(Passage shown):
______
The tallest mural in Oakland was completed this past week to bring attention to hunger, which the COVID-19 pandemic has exacerbated all over the world.
The 190-foot-tall mural by artist Victor Ash is painted on the side of the Oakland Marriott City Center at 1001 Broadway.
Food insecurity has been a problem for many people, especially minority groups, in Oakland who have suffered job loss or reduced hours due to the COVID-19 pandemic.
“The issue of hunger in the U.S. is particularly prominent in African American communities,” said Audrey Decker, whose organization Street Art for Mankind created the mural with partners Kellogg’s Company and the World Food Program USA.
According to the U.S. Department of Agriculture, Black people are twice as likely as non-Hispanic white people to face hunger. Nearly 24 percent of the population or about 100,000 people in Oakland identify as Black, according to the U.S. Census Bureau.
The mural depicts a Black girl running in a wheat field and holding a baton of wheat as a symbol of hope to pass to the next generation, Decker said.
“We are always trying to bring hope,” Decker said of the murals by Street Art for Mankind.
Decker also noted the pattern on the girl’s dress, which is open to individual interpretation. An interpretation exists, but Decker declined to disclose it, letting people discover one for themselves.
The mural is the tallest Ash has painted. He paints alone with the help of two people who help move the 40-foot platform he is on.
Decker said Ash paints like a printer, square foot by square foot. Residents may have noticed that he painted the left side of the mural first.
Oakland’s mural is just the third of six to be created in the U.S. by Street Art for Mankind and its partners.
The first was completed in New Orleans and a second in Houston. The last three will be created in Washington, D.C., Detroit and Battle Creek, Michigan, where Kellogg’s Company is based.
All the murals are dedicated to the United Nations’ Sustainable Development Goal 2, which is Zero Hunger. The U.N. World Food Programme, which won the 2020 Nobel Peace Prize, began its biggest operation ever last year, aiming to feed up to 138 million people this year.
Decker called the murals, “Big art for big heart” and “food for the soul.”
Mayor Libby Schaaf and others helped inaugurate the mural on Friday.
______
(Record excerpts):
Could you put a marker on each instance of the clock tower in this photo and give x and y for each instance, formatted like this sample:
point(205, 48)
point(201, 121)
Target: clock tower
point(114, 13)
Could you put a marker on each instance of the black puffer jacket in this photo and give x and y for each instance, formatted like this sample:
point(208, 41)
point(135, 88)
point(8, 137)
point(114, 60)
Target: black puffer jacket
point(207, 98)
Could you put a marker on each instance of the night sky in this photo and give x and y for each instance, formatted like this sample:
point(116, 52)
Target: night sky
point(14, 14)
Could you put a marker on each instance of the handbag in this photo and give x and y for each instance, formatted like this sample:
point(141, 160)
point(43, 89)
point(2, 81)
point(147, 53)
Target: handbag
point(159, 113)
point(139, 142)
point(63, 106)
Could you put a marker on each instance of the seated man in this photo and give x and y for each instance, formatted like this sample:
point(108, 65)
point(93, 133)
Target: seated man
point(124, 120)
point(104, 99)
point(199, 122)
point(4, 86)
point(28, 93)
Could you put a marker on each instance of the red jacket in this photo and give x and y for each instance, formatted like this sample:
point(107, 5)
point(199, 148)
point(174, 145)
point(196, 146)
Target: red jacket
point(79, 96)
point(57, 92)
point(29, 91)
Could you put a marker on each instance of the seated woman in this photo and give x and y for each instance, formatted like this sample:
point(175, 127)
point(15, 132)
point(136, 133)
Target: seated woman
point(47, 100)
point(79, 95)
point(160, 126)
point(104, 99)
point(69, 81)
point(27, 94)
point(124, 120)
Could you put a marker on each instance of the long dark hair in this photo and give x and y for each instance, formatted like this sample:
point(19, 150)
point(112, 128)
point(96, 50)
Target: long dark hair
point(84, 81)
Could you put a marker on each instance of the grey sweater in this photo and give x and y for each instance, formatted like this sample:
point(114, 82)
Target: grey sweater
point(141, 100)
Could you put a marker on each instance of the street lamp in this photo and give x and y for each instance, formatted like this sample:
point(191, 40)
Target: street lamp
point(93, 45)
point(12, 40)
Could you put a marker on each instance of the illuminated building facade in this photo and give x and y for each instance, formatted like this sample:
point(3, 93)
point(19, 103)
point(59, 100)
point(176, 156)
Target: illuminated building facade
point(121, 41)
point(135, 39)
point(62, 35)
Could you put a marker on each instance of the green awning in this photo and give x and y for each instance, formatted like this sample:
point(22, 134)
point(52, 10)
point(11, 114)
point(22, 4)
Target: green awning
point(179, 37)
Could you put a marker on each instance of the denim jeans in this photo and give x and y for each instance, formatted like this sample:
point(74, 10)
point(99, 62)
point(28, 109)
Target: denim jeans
______
(Required work):
A - In the Oakland mural article, why did Decker decline to share the interpretation of the pattern on the girl's dress?
B - From the Oakland mural article, output the text starting at "Decker said Ash" and ending at "and its partners.".

(Solution list):
A - Decker kept the interpretation to herself so that people could discover one for themselves. The pattern is meant to be open to individual interpretation.

B -
Decker said Ash paints like a printer, square foot by square foot. Residents may have noticed that he painted the left side of the mural first.
Oakland’s mural is just the third of six to be created in the U.S. by Street Art for Mankind and its partners.